▶ PROBLEM STATEMENT: Continue the Transcription Center farewell post, picking up right after its final sentence.

▶ DOCUMENT TEXT:
________________________________________

After almost nine years at the Smithsonian, including five and a half years in the Transcription Center (TC), I’m saying goodbye this week and heading off on a new adventure with the National Geographic Society.
My time in TC, engaging with Smithsonian collections staff and our incredible user communities and volunteers, has been deeply rewarding. I’ve been lucky enough to explore thousands of historic collections with all of you, traveling through time and across the globe, learning the personal stories of icons and the triumphs and tragedies of everyday people. Through it all, I’ve been continuously amazed and humbled by the dedication and enthusiasm of our volunteers. Thank you for helping us share history, art, culture, and science with the world and enriching Smithsonian collections with your diverse voices and expertise.
More than 860,000 pages have been launched and transcribed in TC since I joined the team in 2018. And while it feels almost impossible to narrow down any highlights, here are some of my favorite topics, stories, and individuals from within those transcriptions:
Freedmen’s Bureau Discoveries
Transcription Center's incredible volunteers – including some of our most dedicated – have been transcribing Freedmen’s Bureau records since 2016. We’re almost at 500,000 pages transcribed (!) and through that work, innumerable stories of joy, heartbreak, violence, turmoil, achievement, and justice during the Reconstruction era have been recorded and shared.
In graduate school, I focused my history research on the 19th-century American South and worked closely with the Freedmen’s Bureau records. But the experiences I’ve had exploring these documents in the Transcription Center, and seeing all of you learn from, and connect with, these documents through transcription, provides a level of understanding and appreciation for this history beyond anything I could have imagined. This project has taught me that there’s always more to learn and that every story — no matter how big or small — deserves to be told.

________________________________________

▶ INFORMATION:
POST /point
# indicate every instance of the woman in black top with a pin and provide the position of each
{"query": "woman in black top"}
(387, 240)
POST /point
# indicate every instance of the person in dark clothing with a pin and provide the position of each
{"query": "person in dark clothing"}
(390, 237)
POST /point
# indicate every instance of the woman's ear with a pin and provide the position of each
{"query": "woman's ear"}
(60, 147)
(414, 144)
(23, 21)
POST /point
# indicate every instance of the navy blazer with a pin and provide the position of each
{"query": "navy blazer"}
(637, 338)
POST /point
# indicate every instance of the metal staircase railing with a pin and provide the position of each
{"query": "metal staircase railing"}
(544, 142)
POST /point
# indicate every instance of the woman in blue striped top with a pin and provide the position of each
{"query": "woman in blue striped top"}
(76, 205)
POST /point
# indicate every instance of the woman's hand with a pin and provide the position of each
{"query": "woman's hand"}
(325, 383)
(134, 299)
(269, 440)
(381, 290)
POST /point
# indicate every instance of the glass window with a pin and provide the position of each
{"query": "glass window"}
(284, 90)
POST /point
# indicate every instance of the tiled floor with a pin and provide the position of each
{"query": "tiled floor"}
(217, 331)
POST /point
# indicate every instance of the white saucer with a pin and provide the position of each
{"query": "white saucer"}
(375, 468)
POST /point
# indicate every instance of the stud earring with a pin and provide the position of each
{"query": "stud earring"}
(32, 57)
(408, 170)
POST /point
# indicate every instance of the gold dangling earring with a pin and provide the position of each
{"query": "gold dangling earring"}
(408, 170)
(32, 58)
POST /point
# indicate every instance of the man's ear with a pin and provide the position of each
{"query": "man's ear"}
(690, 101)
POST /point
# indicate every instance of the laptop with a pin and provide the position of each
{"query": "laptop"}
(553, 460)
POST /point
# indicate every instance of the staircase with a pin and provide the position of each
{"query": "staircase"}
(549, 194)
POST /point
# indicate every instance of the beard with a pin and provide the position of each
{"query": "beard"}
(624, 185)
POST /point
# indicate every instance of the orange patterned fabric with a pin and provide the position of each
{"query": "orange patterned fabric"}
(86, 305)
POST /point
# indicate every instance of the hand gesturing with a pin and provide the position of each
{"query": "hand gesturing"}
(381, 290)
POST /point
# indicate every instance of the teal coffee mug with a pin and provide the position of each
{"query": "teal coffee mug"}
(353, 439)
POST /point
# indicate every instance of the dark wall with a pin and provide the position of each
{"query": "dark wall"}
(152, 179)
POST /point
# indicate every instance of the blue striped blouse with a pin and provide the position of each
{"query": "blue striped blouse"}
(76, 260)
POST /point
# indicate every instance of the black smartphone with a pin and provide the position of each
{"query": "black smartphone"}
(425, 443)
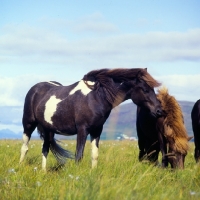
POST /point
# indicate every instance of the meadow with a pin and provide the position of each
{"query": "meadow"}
(118, 176)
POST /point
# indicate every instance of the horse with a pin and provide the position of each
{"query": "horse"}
(166, 133)
(195, 116)
(82, 108)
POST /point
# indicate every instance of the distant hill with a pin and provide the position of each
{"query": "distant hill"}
(122, 120)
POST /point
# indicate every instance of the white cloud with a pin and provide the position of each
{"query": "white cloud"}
(25, 43)
(14, 90)
(182, 87)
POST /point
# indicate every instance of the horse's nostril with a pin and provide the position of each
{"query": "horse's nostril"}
(159, 112)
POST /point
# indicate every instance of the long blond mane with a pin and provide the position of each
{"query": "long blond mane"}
(174, 123)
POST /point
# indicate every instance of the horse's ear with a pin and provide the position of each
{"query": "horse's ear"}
(190, 137)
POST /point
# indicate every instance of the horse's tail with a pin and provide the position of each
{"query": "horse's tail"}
(60, 154)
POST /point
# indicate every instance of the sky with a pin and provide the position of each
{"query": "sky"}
(63, 40)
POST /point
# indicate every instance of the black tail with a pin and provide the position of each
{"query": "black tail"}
(60, 154)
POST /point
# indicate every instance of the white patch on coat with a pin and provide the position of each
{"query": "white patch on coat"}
(53, 83)
(50, 108)
(95, 153)
(82, 87)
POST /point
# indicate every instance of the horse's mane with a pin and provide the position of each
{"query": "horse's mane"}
(106, 79)
(173, 124)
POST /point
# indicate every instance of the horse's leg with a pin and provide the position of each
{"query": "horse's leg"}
(45, 149)
(24, 148)
(95, 137)
(80, 144)
(28, 129)
(162, 141)
(141, 142)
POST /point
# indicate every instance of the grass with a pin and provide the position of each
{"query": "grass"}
(119, 175)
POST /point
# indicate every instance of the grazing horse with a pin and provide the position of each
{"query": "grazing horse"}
(82, 108)
(195, 115)
(166, 133)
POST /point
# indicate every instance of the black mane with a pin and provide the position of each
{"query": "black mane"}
(107, 79)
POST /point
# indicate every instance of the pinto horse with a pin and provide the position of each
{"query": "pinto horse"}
(166, 133)
(82, 108)
(195, 115)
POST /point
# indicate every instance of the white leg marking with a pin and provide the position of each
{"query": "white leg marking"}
(24, 148)
(95, 153)
(82, 87)
(44, 162)
(50, 108)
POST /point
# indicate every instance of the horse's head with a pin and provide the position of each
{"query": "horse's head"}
(143, 95)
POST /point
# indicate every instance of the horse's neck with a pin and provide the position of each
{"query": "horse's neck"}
(121, 96)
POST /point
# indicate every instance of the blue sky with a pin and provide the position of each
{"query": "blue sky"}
(63, 40)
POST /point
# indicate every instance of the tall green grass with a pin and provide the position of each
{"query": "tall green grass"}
(118, 176)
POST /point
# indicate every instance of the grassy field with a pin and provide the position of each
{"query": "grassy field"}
(118, 176)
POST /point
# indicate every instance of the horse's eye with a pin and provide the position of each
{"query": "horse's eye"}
(145, 90)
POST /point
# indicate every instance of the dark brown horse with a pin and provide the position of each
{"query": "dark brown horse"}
(83, 107)
(195, 115)
(166, 133)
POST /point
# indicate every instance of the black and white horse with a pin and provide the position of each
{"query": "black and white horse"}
(82, 108)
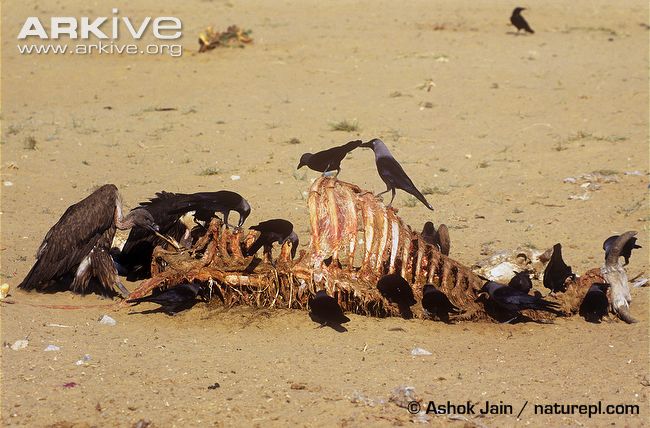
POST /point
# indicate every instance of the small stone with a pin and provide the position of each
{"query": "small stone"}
(20, 344)
(106, 320)
(420, 351)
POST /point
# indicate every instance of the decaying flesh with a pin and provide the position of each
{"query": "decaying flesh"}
(354, 241)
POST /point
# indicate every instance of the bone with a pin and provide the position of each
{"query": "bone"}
(388, 244)
(616, 276)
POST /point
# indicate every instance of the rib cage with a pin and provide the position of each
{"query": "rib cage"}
(354, 241)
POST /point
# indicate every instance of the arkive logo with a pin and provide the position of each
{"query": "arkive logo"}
(162, 27)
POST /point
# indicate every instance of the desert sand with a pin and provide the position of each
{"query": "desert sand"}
(489, 122)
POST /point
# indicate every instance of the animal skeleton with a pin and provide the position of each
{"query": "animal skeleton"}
(355, 240)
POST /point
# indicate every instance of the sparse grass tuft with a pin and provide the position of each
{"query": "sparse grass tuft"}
(345, 125)
(30, 143)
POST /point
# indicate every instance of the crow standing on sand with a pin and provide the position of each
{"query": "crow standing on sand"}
(557, 271)
(392, 173)
(519, 21)
(328, 160)
(275, 230)
(79, 244)
(175, 299)
(326, 311)
(626, 252)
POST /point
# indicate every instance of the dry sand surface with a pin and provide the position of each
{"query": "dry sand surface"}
(489, 122)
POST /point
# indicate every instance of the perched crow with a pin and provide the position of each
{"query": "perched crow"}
(397, 290)
(513, 300)
(173, 300)
(521, 281)
(557, 271)
(275, 230)
(436, 304)
(429, 233)
(519, 21)
(328, 160)
(626, 252)
(78, 246)
(392, 173)
(439, 238)
(595, 304)
(171, 211)
(326, 311)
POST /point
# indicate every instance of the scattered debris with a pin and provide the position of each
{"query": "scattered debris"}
(403, 395)
(345, 125)
(420, 351)
(4, 291)
(358, 397)
(142, 423)
(106, 320)
(20, 344)
(83, 361)
(57, 325)
(232, 37)
(30, 143)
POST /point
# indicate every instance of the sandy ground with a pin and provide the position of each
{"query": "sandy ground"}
(489, 122)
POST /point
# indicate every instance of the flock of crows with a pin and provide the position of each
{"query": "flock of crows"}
(76, 253)
(78, 248)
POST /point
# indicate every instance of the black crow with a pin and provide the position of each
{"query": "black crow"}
(557, 271)
(521, 281)
(397, 290)
(626, 252)
(438, 238)
(513, 300)
(275, 230)
(436, 304)
(176, 214)
(595, 305)
(173, 300)
(392, 173)
(79, 244)
(519, 21)
(328, 160)
(326, 311)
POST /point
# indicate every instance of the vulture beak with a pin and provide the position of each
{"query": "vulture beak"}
(125, 293)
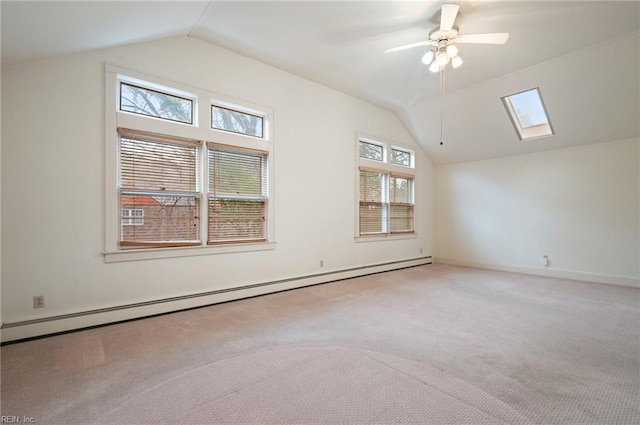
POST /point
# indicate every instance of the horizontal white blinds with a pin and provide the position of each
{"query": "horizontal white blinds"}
(237, 196)
(386, 203)
(158, 180)
(157, 165)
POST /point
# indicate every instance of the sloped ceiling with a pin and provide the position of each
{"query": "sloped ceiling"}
(584, 56)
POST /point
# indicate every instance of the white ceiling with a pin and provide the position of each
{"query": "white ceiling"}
(584, 56)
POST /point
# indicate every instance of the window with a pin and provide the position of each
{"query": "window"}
(385, 190)
(400, 157)
(238, 195)
(172, 182)
(370, 151)
(528, 114)
(153, 103)
(159, 178)
(236, 121)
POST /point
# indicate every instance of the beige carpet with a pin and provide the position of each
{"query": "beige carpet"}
(427, 345)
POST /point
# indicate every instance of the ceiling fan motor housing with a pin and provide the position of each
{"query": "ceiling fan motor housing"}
(438, 35)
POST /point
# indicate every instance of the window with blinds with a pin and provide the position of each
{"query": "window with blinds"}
(373, 208)
(386, 195)
(400, 204)
(237, 195)
(158, 180)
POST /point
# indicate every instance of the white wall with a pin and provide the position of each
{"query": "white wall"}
(53, 179)
(577, 205)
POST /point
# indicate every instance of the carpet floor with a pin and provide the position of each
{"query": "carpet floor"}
(434, 344)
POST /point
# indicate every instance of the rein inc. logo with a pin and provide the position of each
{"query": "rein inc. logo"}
(16, 420)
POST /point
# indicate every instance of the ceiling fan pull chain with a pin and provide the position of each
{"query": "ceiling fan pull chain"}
(442, 82)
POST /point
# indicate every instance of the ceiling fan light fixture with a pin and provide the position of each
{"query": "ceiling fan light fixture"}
(428, 57)
(442, 58)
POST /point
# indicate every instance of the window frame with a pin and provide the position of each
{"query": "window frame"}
(200, 130)
(389, 170)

________________________________________

▶ YOUR RESPONSE:
Here’s a few of my favorite stories from the records (uncovered by volunteers):
Josephine Cropper was an African American woman who left her Philadelphia home in 1867 to teach for the Freedmen's Bureau. According to scattered Bureau documents, she was assisted by North Carolina politician and activist, James H. Harris. Josephine's father, Henry Cropper, argued that he denied Josephine permission to "teach South," but that she was "decoyed away" by Harris. The Bureau seems to have defended Harris, but their exact response — as well as Josephine's version of events — has not yet been found. What is clear, is that Josephine continued working with the Bureau. In an 1868 letter, she was recommended for a new teaching position and was described as being well-liked by her students in Wake Forest.
While transcribing Bureau records in 2019, volunteer Beth Graham came across an itemized list of materials. Everything on the list was expected, including things like nails and screws. But one entry was clearly written as...“Tight Butts.” Understandably confused, Beth reached out to our team, who looped in NMAAHC staff. Everyone agreed with her transcription, but no one could figure out why the phrase “tight butts” would be on this document and what in the world it could be referring to. So, Beth and her family did some further digging, and thanks to a 19th-century dictionary they were able to locate, they discovered that “tight butts” once referred to, of all things, door hinges. It was a little less fun than the way we use that phrase today, but an exciting linguistic lesson nonetheless! Read all about Beth’s incredible detective skills and the hilarious story of just how important context is when you’re researching and transcribing.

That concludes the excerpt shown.